** begin DATASET ENTRIES **

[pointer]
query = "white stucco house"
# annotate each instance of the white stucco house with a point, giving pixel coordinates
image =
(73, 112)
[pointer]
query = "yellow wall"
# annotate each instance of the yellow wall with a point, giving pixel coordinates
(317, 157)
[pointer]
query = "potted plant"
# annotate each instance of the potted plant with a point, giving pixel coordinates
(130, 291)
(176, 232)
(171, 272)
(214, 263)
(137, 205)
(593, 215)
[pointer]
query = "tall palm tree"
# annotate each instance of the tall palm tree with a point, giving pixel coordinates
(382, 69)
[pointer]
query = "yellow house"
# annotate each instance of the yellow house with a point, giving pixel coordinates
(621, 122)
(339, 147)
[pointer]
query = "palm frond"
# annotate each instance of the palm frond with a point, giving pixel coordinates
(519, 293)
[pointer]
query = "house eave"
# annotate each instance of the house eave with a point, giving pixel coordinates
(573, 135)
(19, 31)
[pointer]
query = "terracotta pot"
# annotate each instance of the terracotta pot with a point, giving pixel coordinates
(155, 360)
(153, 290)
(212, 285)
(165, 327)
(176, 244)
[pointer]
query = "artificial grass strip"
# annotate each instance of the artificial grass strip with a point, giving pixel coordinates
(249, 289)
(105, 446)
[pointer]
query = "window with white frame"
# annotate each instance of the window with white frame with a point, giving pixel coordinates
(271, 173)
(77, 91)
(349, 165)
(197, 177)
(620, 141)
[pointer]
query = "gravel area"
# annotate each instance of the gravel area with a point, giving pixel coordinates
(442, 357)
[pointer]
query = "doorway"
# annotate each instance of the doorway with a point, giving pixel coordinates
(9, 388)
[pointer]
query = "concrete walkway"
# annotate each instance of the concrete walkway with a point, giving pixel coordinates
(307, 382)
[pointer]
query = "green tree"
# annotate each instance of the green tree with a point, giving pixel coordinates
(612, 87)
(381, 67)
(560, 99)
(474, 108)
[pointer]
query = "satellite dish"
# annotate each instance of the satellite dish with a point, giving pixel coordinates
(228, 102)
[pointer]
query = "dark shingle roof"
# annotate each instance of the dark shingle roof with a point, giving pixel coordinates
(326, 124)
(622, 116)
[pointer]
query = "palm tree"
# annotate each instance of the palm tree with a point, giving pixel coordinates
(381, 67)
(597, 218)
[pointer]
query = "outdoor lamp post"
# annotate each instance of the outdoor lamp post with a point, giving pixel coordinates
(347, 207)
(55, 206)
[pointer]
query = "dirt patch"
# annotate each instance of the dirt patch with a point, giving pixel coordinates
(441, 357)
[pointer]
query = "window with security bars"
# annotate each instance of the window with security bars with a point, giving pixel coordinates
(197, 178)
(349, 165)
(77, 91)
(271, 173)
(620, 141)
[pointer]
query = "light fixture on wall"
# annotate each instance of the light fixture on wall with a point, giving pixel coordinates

** end DATASET ENTRIES **

● **SHORT EXERCISE**: Copy out each line above, character for character.

● **RESULT FOR THIS EXERCISE**:
[pointer]
query = "white stucco house"
# annotate each instance of the white stucco house with a point, giving pixel coordinates
image =
(73, 112)
[pointer]
query = "yellow wall"
# annotate each instance of the yellow wall with a point, giving pixel coordinates
(317, 157)
[pointer]
query = "potted plant"
# annotate each instance of the potted plant with a point, giving pixel coordinates
(130, 291)
(176, 232)
(171, 272)
(214, 263)
(137, 205)
(593, 215)
[pointer]
query = "tall palm tree"
# annotate each instance of the tall palm tree with a point, giving pixel coordinates
(382, 69)
[pointer]
query = "yellow house"
# annotate each instance of the yellow house with a point, giving pixel coordinates
(621, 122)
(339, 147)
[pointer]
query = "palm frond"
# annotate each instance of the palm frond with a point, giving pixel coordinates
(519, 293)
[pointer]
query = "house eave"
# annotate each instance of the house eave with a point, giving pixel coordinates
(573, 135)
(19, 31)
[pointer]
query = "terracotta pot"
# annotate each instance of the terracotta pot with a point, giving pixel coordinates
(155, 360)
(153, 290)
(212, 285)
(165, 327)
(176, 244)
[pointer]
query = "artificial grass strip"
# annotate each instance of the artificial grass strip with a point, giving pixel coordinates
(249, 289)
(105, 446)
[pointer]
query = "window with white frame"
# annotate each instance of the window with white frame with a point, giving pixel coordinates
(271, 173)
(77, 91)
(349, 165)
(197, 177)
(620, 141)
[pointer]
query = "gravel area"
# annotate each instance of the gravel area with a point, giving pixel coordinates
(442, 357)
[pointer]
query = "doorway"
# annotate each instance of the doorway with a point, giving pixel coordinates
(9, 388)
[pointer]
query = "concrete walkway"
# annotate each instance of the concrete walkway with a point, giving pixel coordinates
(307, 382)
[pointer]
query = "green tree"
# annotate each instance of the green tree with a point, giving pixel coordinates
(612, 87)
(381, 67)
(560, 99)
(474, 108)
[pointer]
query = "satellite dish"
# annotate each instance of the satellite dish with a point, giving pixel coordinates
(228, 102)
[pointer]
query = "dark shingle roof"
# annotate each instance of the dark shingle roof with a point, giving pixel coordinates
(326, 124)
(622, 116)
[pointer]
query = "palm tree"
# annotate each instance of the palm tree with a point, giving pixel coordinates
(381, 67)
(597, 218)
[pointer]
query = "outdoor lamp post"
# annotate each instance of the outdoor lamp post with a point, giving pixel coordinates
(347, 207)
(55, 206)
[pointer]
query = "dirt patch"
# annotate each instance of the dirt patch with a point, giving pixel coordinates
(441, 357)
[pointer]
query = "window with security bars"
# annotate each instance of the window with security bars with a point, giving pixel coordinates
(197, 178)
(349, 165)
(77, 91)
(271, 173)
(620, 141)
[pointer]
query = "light fixture on wall"
# annotate each instance of the light fixture on wall with a point, giving pixel coordinates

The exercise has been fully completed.